== SELECTED PASSAGE ==
|---|

HashMaps are such a normal part of web development that it’s easy to forget that they aren’t used much in other domains. Video game development, for instance, doesn’t tend to use them that much (though of course that depends on the game). They’re absolutely essential data structures to know, however, so you should just get up close and personal with them. Know what a hash function is, the difference between a Map and a Set, and (because some interviewers are pedantic) the difference between HashMap and Hashtable (HashMap is unsynchronized – faster! – and permits null values – a frequent source of bugs). Be able to explain the underlying details of how key/value pairs get stored (i.e., the key gets hashed to an int, which is mod’d to the size of the array and used as an index, then the key/value pair is stored in a linked list pointed to from the indexed cell in the array), and why you have to store the key along with the value (i.e., multiple values may be stored in a particular bucket, so you need to be able to differentiate between them).

Caveat: there are multiple ways of resolving collisions in HashMapsjava.util.HashMap uses “chaining”, described above. “Open addressing” is an alternate method for resolving index collisions. You should know both.

Bonus points: it’s also useful to know the LinkedHashMap class (and how it works), since that can sometimes short-circuit an otherwise difficult problem.

Advanced topics

Garbage collection, concurrency, and Java 8 lambda expressions are key topics that you should understand at at least a basic level, but which deserve more space than I can devote to them in this post. I’ll try to do some basic primers (nothing fancy) soon…

If you liked this…

I’ve written a lot on interviewing, and you might want to check out some of the following articles:

If you’re a Java programmer, then you should absolutely read Effective Java by Josh Bloch. Every language has its quirks, best practices, and idioms, and this book is hands down the best way I’ve found to move beyond the awkward novice period in which you know just enough to be dangerous.

Let me know if you’ve run into any other obscure details – somehow, it’s the fiddly bits that are the most interesting, and cause the most trouble.

Updated: changed “stop the world event” to “block your main thread”. Thanks ldan for the comment!

Enter your email address to follow this blog and receive notifications of new posts by email.

16 thoughts on “Java quirks and interview gotchas

  1. I’ve hardly written any Java, but how is the first one an O(n^2) operation? Surely the runtime is just doing something like this each iteration:

    * allocate string for i, write i’s characters to this buffer
    * allocate string for “result + new string of i”

    Which means it O(n) ? Inefficient, sure, but still O(n)?

  2. BTW, I tried to connect to comments via Facebook, and Chrome says

    “Your connection is not private

    Attackers might be trying to steal your information from dandreamsofcoding.com (for example, passwords, messages, or credit cards).”

  3. Love the insight on this post! Do you know how we would learn this on our own? Any particular pages? I guess books?

    • Seriously, the best place to start with Java is Effective Java. This was named after a great set of books for C++ called Effective C++ (1 and 2). The point is that you may know that language constructs exist, but not know when, how, or why to use them (or not). We typically give a copy of Effective Java to all of our interns and new engineers, then run them through a weekly reading group. Next, you read blogs – there are a lot of people out there who are going deep, looking for these types of things. You read release notes. Lastly, you code, a lot :)

|---|

== JOBS ==
a) Transcribe the Java post between "1. I’ve hardly" and "I guess books?", inclusive.
b) Which book does the Java post say every Java programmer should read?
The lines after this note are separate material, unrelated to the Java post.

== Rows taken from a pointing dataset ==
|---|

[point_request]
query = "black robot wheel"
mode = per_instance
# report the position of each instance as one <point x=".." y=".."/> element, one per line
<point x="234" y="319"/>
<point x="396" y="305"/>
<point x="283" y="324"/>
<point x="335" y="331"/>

|---|

== ANSWERS PROVIDED ==
a)
1. I’ve hardly written any Java, but how is the first one an O(n^2) operation? Surely the runtime is just doing something like this each iteration:

    * allocate string for i, write i’s characters to this buffer
    * allocate string for “result + new string of i”

    Which means it O(n) ? Inefficient, sure, but still O(n)?

  2. BTW, I tried to connect to comments via Facebook, and Chrome says

    “Your connection is not private

    Attackers might be trying to steal your information from dandreamsofcoding.com (for example, passwords, messages, or credit cards).”

  3. Love the insight on this post! Do you know how we would learn this on our own? Any particular pages? I guess books?

b) Effective Java by Josh Bloch.